### DESCRIPTION OF THE TASK:
Print the following material without any changes, starting at the line containing "point: white plastic" and ending at the line containing "column 362, row 482", with both of those lines included.

Start SUPPLIED RECORDS

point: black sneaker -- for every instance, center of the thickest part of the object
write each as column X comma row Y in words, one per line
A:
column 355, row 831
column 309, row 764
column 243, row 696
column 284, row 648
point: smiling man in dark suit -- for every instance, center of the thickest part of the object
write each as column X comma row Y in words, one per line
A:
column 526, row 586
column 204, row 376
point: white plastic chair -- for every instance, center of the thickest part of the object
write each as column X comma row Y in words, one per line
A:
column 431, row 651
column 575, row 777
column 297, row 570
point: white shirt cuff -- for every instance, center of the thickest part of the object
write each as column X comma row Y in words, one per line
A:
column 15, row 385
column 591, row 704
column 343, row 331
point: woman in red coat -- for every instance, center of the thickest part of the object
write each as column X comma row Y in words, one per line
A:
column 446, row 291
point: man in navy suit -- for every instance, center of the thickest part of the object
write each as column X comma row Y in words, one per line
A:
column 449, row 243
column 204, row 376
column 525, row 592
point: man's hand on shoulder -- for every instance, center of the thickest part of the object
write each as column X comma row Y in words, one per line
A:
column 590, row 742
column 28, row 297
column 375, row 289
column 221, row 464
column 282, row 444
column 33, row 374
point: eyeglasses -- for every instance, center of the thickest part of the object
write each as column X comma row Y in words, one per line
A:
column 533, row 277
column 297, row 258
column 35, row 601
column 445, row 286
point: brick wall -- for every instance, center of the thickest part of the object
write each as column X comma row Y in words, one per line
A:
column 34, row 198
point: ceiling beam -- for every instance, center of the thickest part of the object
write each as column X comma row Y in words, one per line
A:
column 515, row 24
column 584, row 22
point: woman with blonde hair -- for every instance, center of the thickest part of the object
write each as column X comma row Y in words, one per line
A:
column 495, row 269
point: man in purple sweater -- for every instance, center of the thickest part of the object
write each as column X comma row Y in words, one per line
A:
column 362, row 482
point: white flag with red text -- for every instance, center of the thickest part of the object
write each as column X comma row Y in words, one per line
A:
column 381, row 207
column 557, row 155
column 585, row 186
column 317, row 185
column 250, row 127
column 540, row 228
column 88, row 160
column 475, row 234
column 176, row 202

End SUPPLIED RECORDS

### TASK SOLUTION:
point: white plastic chair -- for every instance, center of the thickest part of the object
write each as column X comma row Y in words, one per line
A:
column 431, row 651
column 575, row 777
column 297, row 570
point: white shirt cuff -- for every instance, center of the thickest part of the object
write each as column X comma row Y in words, one per line
A:
column 15, row 385
column 591, row 704
column 343, row 331
point: woman in red coat -- for every instance, center of the thickest part of the object
write each as column X comma row Y in words, one per line
A:
column 446, row 291
point: man in navy suit -- for every instance, center of the thickest part of the object
write each as column X comma row Y in words, one per line
A:
column 449, row 243
column 204, row 376
column 525, row 592
point: man's hand on shoulder -- for every instance, center of the thickest part of the object
write each as column X comma row Y in words, one per line
A:
column 590, row 742
column 28, row 297
column 375, row 289
column 221, row 464
column 282, row 444
column 33, row 374
point: eyeglasses -- for every instance, center of the thickest part of the object
write each as column X comma row Y in words, one per line
A:
column 533, row 277
column 297, row 258
column 35, row 601
column 445, row 286
point: brick wall -- for every instance, center of the thickest part of the object
write each as column X comma row Y in words, one per line
A:
column 34, row 198
point: ceiling beam -- for every instance, center of the thickest part of the object
write each as column X comma row Y in words, one per line
A:
column 515, row 24
column 584, row 22
point: woman with blonde hair -- for every instance, center of the thickest part of the object
write each as column X comma row Y in words, one per line
A:
column 495, row 269
point: man in purple sweater -- for every instance, center of the thickest part of the object
write each as column X comma row Y in words, one per line
A:
column 362, row 482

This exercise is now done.